Records from a data source:

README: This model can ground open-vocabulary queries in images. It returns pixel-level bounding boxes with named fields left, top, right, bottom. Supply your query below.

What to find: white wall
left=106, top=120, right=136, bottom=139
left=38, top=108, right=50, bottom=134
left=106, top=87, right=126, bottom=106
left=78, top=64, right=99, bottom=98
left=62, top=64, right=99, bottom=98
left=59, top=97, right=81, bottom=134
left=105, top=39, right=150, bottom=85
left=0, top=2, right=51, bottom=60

(Problem description):
Each record above should be returned exactly as written.

(Task answer):
README: This model can ground open-vocabulary queries in images. It returns pixel-level bounding boxes with named fields left, top, right, bottom. Supply your query below.

What to find: white wall
left=106, top=120, right=136, bottom=139
left=38, top=108, right=50, bottom=134
left=106, top=87, right=126, bottom=106
left=78, top=64, right=99, bottom=98
left=62, top=64, right=99, bottom=98
left=59, top=97, right=81, bottom=134
left=105, top=39, right=150, bottom=85
left=0, top=2, right=51, bottom=60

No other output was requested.